- _SOURCE PASSAGE_:

○ ○ ○ ○

Having failed to save Wall St, John McCain turned up to the first Presidential debate, where he intended to be all along. Now his biggest worry could be his choice for V-P.

John McCain turned up to the first presidential debate in Mississippi - surprise, surprise. After all the histrionics and drama (is he the new Drama Queen, to match his running mate Beauty Queen?) of putting his campaign on ice to parachute in to Washington and save capitalism, McCain fronted.

He is a high stakes gambler (exhibit one: Sarah Palin. More on that later). But his gamble on being enshrined as the economic guru failed big time. After being asked to "butt out" and "get out of town" by those whose job it is in Washington to deal with the financial crisis, he announced that he was available to debate after all. In fact, an advertisement on the Wall St Journal's website this morning had the enticing headline that "McCain Wins Debate". Remember this was at a time when he was playing hard to get with the Debate Commission and the Obama Campaign as to whether he would or would not even be there.

Well he was - with a demeanour that appeared sneering and condescending, in contrast to Obama's way too nice. Neither was a clear cut winner. There was no knock-out blow. There was no Lange "I can smell the uranium on your breath"  Oxford Union moment.

○ ○ ○ ○

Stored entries
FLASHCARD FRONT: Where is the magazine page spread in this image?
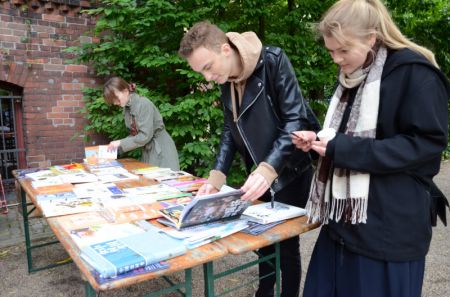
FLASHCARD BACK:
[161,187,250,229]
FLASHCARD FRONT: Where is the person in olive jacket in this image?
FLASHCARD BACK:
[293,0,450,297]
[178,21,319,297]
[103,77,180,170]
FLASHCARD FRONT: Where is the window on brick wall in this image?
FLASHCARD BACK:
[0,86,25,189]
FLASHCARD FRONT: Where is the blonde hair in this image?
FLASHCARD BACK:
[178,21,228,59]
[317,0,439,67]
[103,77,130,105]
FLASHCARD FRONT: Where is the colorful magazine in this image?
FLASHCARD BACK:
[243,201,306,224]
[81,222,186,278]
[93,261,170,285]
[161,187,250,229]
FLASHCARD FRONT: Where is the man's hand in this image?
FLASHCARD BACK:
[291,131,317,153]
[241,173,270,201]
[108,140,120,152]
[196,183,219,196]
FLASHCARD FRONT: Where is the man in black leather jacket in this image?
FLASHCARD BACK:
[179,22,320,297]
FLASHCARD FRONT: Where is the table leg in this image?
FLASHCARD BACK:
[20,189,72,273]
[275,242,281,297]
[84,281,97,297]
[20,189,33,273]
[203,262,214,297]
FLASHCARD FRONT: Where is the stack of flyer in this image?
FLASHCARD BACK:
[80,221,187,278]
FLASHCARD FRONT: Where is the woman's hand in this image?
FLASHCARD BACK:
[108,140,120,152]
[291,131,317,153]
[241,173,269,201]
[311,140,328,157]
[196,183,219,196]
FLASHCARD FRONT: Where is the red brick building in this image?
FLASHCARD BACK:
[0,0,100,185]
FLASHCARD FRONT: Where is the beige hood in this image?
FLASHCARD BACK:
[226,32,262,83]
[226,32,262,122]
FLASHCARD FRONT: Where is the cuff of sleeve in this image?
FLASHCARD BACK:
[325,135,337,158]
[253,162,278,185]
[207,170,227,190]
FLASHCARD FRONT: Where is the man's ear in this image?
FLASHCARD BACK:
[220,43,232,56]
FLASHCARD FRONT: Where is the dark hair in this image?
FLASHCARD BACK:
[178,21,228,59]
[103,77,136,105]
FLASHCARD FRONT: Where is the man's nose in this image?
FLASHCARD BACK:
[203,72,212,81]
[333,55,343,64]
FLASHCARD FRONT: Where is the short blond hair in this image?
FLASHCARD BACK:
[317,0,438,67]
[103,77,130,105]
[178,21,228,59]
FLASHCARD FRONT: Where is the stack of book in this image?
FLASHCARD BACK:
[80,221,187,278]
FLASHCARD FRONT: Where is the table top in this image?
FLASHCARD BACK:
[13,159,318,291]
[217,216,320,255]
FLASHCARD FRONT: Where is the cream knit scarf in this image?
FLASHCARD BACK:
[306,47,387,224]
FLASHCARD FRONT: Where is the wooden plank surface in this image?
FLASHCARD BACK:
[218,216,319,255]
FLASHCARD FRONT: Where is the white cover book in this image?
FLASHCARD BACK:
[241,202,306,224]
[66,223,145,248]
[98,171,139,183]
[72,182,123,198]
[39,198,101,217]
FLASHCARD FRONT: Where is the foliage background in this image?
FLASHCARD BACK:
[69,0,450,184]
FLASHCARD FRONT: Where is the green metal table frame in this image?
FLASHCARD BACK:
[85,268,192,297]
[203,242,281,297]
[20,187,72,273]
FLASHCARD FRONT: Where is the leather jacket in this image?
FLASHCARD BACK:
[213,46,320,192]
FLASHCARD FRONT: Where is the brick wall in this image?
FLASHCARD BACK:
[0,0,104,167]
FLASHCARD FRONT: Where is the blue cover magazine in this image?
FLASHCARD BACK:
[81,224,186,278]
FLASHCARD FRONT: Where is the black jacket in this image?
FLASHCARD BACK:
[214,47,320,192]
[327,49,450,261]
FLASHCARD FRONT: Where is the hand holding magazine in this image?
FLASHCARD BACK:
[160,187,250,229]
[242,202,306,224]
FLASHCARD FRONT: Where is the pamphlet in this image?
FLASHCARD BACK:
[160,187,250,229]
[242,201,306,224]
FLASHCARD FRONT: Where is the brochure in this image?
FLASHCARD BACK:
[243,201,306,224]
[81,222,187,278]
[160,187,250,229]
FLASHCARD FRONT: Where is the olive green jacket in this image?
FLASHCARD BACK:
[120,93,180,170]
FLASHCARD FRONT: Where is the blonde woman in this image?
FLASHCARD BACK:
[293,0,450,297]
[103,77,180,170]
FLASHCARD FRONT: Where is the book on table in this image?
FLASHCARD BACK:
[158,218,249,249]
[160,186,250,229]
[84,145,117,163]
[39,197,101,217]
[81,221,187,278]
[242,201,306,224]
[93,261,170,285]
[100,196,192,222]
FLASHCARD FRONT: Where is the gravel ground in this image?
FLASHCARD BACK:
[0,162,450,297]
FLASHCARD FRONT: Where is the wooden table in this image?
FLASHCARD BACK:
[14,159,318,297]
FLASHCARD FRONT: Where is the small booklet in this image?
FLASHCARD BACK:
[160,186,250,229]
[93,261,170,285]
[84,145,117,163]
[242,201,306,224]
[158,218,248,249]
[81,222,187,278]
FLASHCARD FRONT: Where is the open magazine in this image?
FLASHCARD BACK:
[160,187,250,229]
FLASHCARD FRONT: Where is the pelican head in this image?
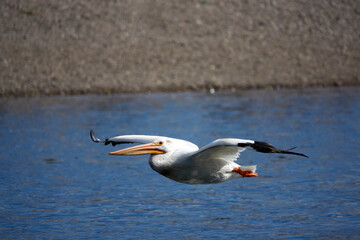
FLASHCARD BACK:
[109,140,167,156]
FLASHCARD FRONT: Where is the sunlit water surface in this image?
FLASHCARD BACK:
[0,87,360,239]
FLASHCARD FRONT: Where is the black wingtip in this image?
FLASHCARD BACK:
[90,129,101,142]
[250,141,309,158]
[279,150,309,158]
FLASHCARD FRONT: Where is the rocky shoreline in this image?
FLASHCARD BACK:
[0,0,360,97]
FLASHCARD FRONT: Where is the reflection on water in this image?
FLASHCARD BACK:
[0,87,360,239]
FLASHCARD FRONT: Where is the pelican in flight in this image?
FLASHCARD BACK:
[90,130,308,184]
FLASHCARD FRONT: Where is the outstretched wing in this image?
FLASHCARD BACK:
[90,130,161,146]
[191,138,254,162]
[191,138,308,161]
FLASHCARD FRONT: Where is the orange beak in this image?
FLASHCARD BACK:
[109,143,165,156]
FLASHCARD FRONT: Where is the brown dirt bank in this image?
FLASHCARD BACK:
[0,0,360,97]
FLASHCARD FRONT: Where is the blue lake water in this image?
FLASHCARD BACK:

○ ○ ○ ○

- _TASK LIST_:
a - Reproduce the part of the debate commentary that opens with the words containing "He is a high" and closes with "Oxford Union moment.".
b - According to the debate commentary, what headline did an advertisement on the Wall St Journal's website carry that morning?
The stored entries were taken from a separate source.

- _SOLUTION LIST_:
a -
He is a high stakes gambler (exhibit one: Sarah Palin. More on that later). But his gamble on being enshrined as the economic guru failed big time. After being asked to "butt out" and "get out of town" by those whose job it is in Washington to deal with the financial crisis, he announced that he was available to debate after all. In fact, an advertisement on the Wall St Journal's website this morning had the enticing headline that "McCain Wins Debate". Remember this was at a time when he was playing hard to get with the Debate Commission and the Obama Campaign as to whether he would or would not even be there.

Well he was - with a demeanour that appeared sneering and condescending, in contrast to Obama's way too nice. Neither was a clear cut winner. There was no knock-out blow. There was no Lange "I can smell the uranium on your breath"  Oxford Union moment.

b - "McCain Wins Debate"